-- Start of Text shown --

-Christmas Morning, 2012
I see my eyes on a gift in a red bag. Mom lets me
pick a special gift and a normal one between a number
count to 10. I pick a high number of my choice and
she let me open the red bag to my suprise, I see my
glory in many ways I have never seen before. A //e in perfect condition!
Opening my gift gave me a complete set. A monitor, disk drive, including 2 disks to start with!
Moving it upstairs turning it on put the machine in a glorified beep, booting up to PRODOS. Also played Oregon Trail.
-A few days after Christmas
Dad said that he remembered playing Fantavision on a machine like this, so I hunted for a neat copy. It was easy after
finding one on eBay. Ordering the program, now I needed to buy a mouse. Luckily, a superb mouse with card, and MouseDesk showed up right in time. In auction form, so we gone for a battle over the item, and we won! The drive stopped working somehow after it arrived, but it works after some ground pushing and head cleaning.
Plus, cassette function works! Here is some pics:
http://i.imgur.com/gOk1Qya.jpg
http://i.imgur.com/D3t8hUa.jpg
http://i.imgur.com/xokLePY.jpg
http://i.imgur.com/Fz7mAqR.jpg
http://i.imgur.com/pFGPTXq.jpg
Even the Enhanced button is still wrapped like untouched! @_@
Congratulations!! That //e looks in excellent condition.... Have fun with 30 year old technology....
MarkO
Thanks, now how do I run the sound to some external computer speakers?
Like what he is doing right here to capture sound to his device:
http://www.youtube.com/watch?v=k02VEXcDJ2w
The Apple ][ has a little 2" ( IIRC 8 Ohm ) speaker, meaning there is an Amplifier Circuit that Drives It.
Most recording Systems are looking for a Line-Level Signal.
You should search for a Circuit on the Internet to reduce that Current to Drive the Speaker directly, and reduce it to Line-Level for your Recorder. Too much and Distortion will occur...

-- End of Text shown --

Job 1: Report every line in the rows that contains the word "decorative".
The Apple //e post and the rows that come after it are separate, unrelated material.

-- Start of Excerpted data --

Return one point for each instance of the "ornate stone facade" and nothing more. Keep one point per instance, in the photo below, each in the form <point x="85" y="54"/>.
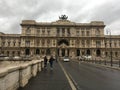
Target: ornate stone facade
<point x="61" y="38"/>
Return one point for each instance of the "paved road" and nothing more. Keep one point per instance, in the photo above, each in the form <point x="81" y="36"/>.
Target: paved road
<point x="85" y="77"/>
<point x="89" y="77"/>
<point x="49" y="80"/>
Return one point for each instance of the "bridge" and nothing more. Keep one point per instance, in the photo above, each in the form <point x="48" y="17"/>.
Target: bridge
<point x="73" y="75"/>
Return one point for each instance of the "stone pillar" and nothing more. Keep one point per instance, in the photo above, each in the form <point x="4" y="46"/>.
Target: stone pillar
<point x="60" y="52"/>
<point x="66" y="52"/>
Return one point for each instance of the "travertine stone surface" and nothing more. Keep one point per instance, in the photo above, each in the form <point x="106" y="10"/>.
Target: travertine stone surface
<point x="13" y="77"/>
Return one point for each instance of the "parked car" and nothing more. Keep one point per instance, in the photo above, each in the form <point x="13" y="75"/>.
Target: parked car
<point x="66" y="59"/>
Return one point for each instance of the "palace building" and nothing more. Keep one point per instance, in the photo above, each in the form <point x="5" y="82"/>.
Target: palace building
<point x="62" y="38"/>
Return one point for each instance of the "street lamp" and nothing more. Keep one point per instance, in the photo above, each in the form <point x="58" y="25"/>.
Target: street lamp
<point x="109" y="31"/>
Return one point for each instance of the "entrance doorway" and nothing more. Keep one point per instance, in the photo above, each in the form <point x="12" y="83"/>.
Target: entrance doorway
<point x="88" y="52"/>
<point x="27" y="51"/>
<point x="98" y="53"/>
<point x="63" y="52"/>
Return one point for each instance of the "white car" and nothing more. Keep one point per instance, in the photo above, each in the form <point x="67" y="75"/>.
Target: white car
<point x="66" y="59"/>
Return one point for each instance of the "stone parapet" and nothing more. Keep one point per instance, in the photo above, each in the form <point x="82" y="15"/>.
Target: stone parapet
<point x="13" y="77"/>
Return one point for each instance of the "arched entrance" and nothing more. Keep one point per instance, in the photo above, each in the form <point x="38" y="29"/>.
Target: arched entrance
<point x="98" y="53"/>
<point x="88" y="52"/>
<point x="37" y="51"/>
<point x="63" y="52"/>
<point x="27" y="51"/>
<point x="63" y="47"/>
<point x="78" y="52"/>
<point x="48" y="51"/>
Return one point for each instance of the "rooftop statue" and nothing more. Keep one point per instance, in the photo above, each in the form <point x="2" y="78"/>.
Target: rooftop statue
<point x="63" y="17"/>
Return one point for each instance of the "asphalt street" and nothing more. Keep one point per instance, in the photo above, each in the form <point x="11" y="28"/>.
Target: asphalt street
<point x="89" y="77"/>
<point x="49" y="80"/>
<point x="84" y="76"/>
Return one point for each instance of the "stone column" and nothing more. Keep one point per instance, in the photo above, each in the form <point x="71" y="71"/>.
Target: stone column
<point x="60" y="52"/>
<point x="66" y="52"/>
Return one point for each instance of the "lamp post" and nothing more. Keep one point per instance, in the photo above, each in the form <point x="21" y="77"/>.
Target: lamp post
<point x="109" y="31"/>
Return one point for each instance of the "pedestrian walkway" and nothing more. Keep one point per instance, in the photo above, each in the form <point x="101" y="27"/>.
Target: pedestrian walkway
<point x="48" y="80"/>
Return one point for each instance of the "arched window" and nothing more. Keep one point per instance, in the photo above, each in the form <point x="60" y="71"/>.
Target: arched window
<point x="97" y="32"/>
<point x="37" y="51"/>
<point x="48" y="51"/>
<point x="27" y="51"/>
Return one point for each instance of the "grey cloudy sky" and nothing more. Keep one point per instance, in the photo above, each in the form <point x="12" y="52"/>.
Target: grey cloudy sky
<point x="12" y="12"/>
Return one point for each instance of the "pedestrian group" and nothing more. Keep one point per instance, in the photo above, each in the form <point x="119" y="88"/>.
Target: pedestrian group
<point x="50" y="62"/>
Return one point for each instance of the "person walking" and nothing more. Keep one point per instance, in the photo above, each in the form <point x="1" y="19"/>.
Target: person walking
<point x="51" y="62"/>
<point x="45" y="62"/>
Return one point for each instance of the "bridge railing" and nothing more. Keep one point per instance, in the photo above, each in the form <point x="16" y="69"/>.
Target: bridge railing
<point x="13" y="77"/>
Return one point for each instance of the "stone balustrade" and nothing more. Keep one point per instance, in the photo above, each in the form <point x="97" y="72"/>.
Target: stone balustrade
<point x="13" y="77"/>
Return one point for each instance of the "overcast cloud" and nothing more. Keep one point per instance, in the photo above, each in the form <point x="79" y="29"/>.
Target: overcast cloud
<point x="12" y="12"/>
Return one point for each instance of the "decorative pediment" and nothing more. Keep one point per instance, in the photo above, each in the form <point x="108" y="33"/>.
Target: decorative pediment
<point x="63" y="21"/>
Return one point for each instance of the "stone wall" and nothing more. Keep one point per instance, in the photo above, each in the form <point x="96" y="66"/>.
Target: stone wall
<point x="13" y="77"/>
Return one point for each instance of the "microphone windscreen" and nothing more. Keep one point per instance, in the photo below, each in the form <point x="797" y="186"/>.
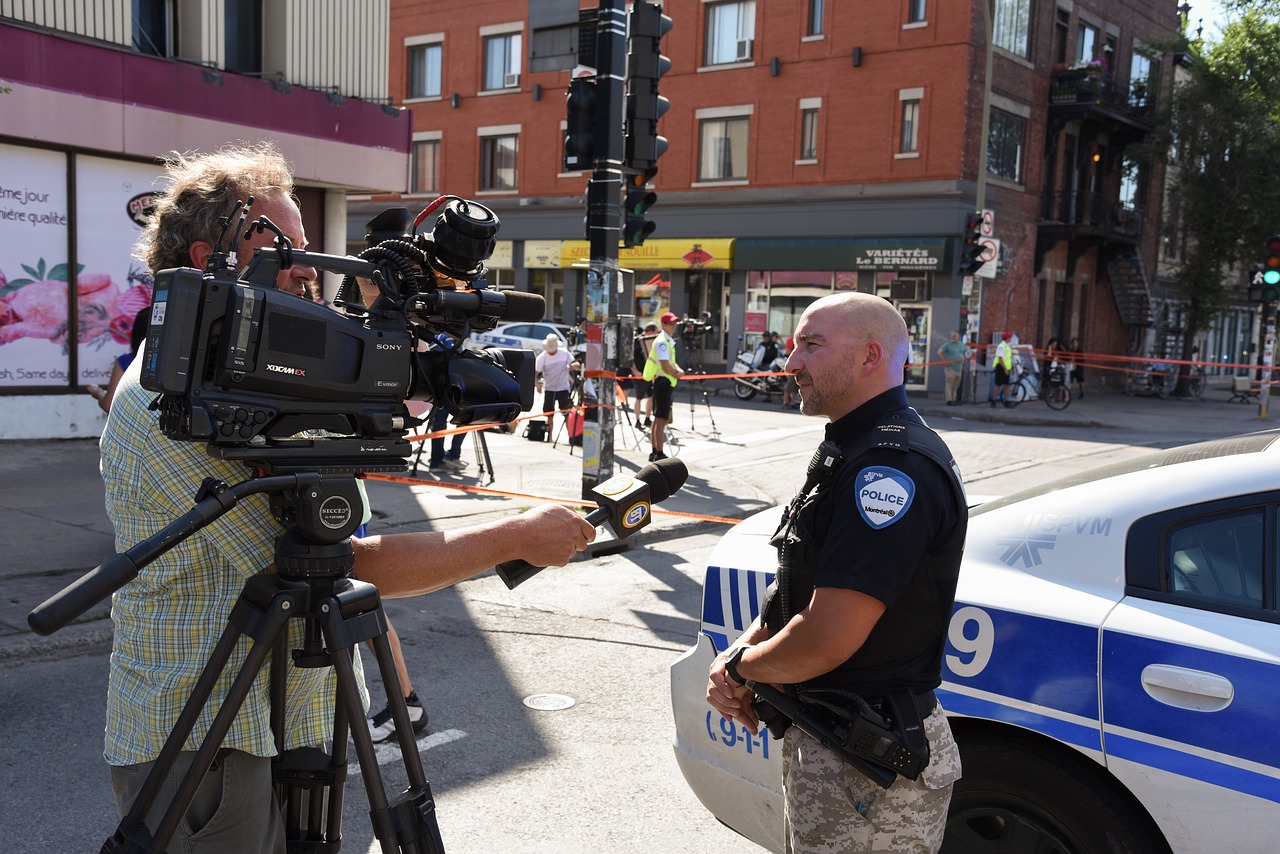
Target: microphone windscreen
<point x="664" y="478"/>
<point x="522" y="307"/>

-- End of Excerpted data --
-- Start of Excerpted data --

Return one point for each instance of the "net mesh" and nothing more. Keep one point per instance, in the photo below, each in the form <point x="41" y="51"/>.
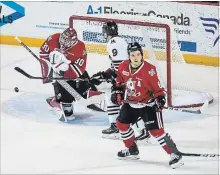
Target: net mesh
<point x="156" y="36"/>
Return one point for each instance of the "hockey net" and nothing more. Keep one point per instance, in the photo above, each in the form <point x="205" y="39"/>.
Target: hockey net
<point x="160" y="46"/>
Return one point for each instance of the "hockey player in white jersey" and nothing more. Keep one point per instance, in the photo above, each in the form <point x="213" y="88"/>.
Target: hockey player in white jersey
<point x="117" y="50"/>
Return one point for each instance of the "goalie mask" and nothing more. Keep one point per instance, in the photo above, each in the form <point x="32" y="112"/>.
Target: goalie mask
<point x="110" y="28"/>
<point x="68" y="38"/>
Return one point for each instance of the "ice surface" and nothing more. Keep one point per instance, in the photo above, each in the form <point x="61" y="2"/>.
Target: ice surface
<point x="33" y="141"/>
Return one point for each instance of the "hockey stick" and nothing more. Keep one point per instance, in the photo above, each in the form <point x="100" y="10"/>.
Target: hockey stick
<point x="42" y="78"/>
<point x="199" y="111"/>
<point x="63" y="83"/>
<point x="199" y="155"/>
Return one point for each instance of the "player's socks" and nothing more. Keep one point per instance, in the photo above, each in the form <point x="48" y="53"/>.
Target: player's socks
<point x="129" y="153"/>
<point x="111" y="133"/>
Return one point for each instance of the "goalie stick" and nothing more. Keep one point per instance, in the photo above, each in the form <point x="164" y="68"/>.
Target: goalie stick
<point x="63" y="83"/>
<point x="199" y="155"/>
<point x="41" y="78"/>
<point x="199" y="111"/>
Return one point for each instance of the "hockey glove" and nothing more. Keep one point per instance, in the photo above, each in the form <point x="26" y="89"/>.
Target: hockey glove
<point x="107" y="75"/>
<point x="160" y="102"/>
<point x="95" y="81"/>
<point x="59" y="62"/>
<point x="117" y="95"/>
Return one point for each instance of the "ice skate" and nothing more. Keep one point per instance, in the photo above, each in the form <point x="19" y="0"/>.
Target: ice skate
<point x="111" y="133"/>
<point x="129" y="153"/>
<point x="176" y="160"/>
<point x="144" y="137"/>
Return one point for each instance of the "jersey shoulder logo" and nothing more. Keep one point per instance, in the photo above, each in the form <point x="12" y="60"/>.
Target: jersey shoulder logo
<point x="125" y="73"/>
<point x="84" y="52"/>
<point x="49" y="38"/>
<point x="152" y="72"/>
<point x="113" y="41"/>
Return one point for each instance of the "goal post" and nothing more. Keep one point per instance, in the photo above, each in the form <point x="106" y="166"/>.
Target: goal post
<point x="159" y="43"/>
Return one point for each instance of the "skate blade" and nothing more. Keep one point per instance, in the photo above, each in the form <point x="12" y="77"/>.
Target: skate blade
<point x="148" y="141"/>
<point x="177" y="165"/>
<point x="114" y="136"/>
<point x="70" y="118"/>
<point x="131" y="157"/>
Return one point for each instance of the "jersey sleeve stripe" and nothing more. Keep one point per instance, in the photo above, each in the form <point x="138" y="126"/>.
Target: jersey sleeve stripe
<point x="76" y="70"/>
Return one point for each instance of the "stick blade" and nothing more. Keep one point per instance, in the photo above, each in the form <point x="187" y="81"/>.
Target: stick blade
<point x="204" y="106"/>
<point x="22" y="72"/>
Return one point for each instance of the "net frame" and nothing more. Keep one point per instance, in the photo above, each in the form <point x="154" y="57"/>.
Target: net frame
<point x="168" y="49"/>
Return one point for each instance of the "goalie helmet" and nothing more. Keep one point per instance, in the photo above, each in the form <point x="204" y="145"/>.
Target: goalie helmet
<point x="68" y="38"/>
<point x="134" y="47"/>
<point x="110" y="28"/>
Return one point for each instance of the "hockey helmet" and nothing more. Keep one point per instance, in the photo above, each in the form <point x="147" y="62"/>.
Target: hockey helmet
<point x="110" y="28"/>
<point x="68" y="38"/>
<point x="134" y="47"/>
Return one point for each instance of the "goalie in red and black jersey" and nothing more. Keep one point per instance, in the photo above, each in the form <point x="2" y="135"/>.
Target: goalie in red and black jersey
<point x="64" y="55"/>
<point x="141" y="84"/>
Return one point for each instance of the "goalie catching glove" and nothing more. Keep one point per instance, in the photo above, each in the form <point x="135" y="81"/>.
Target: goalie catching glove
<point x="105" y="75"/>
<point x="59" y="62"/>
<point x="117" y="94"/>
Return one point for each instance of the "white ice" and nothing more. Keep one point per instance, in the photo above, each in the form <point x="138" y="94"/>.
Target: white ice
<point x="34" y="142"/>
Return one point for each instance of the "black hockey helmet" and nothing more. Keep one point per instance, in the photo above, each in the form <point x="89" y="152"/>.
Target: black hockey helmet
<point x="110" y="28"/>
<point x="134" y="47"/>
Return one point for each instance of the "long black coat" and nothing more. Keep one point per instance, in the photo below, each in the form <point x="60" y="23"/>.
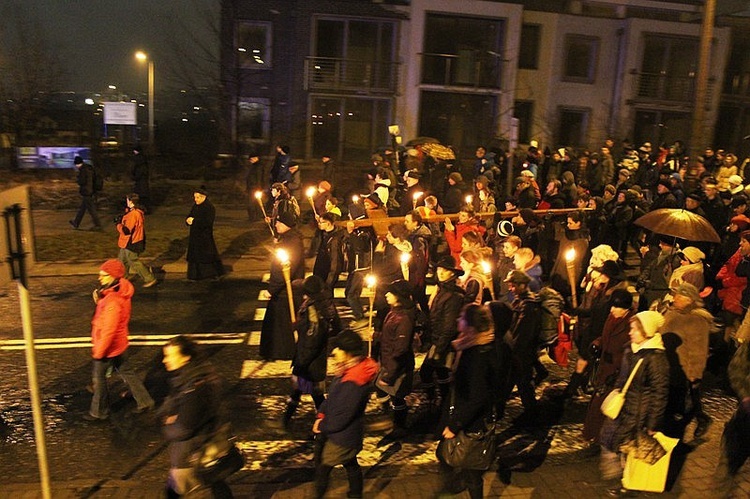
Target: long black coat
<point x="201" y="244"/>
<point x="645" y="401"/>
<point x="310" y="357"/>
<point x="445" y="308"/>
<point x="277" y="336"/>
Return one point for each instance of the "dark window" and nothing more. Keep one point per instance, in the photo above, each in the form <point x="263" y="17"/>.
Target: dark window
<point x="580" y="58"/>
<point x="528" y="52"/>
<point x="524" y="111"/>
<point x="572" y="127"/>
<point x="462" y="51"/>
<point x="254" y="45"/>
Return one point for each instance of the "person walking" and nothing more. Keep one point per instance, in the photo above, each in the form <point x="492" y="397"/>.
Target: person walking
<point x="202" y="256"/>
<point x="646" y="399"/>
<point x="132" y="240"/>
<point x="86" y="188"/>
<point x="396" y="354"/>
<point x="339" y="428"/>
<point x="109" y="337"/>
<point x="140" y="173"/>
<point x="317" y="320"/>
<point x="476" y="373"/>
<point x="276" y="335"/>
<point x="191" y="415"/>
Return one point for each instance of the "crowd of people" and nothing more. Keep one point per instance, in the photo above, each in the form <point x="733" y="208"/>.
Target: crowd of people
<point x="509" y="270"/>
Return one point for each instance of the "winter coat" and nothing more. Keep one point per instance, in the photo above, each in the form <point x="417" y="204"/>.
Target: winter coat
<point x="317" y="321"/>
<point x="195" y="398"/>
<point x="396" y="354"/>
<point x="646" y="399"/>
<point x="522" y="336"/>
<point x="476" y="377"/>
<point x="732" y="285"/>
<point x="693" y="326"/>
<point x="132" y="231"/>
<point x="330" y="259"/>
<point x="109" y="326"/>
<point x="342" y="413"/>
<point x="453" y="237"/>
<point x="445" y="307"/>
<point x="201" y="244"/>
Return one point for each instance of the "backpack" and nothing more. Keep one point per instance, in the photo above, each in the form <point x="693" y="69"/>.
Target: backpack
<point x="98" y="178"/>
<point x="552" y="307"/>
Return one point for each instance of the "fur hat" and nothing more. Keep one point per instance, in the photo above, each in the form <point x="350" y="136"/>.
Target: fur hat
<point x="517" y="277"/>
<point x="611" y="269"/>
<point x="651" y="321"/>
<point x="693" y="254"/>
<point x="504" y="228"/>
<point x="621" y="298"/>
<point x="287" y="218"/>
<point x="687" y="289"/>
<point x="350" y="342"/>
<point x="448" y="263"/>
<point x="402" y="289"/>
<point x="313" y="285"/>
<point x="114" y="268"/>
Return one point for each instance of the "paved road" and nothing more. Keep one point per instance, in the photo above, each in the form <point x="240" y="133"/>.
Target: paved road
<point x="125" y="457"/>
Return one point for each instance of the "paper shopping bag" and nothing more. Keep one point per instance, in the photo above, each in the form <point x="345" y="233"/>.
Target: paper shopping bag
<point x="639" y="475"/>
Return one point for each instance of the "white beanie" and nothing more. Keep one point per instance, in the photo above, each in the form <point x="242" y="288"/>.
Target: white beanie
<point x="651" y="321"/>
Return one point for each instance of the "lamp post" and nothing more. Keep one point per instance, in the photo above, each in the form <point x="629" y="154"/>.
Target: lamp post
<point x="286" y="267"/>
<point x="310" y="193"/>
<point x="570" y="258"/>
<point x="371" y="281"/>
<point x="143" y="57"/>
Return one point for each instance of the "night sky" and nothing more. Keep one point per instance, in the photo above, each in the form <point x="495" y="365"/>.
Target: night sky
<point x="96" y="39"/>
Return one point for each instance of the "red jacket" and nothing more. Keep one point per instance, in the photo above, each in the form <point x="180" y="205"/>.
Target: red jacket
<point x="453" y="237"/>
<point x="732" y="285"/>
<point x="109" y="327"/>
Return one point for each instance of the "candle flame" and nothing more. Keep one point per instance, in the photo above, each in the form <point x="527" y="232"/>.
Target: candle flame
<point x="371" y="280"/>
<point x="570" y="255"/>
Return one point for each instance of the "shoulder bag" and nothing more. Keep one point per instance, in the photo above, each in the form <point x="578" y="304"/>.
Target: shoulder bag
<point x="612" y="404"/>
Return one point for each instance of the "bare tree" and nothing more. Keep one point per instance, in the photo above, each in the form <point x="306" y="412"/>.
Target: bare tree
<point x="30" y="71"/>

-- End of Excerpted data --

Job 2: Write out the passage of the Apple //e post starting at "Plus, cassette function" and ending at "year old technology....", switching "pics" to "photos".

Output 1:
Return one point for each instance of the "decorative pediment" and nothing more. Keep one point per instance, in the photo above, each in the form <point x="108" y="33"/>.
Target: decorative pediment

Output 2:
Plus, cassette function works! Here is some photos:
http://i.imgur.com/gOk1Qya.jpg
http://i.imgur.com/D3t8hUa.jpg
http://i.imgur.com/xokLePY.jpg
http://i.imgur.com/Fz7mAqR.jpg
http://i.imgur.com/pFGPTXq.jpg
Even the Enhanced button is still wrapped like untouched! @_@
Congratulations!! That //e looks in excellent condition.... Have fun with 30 year old technology....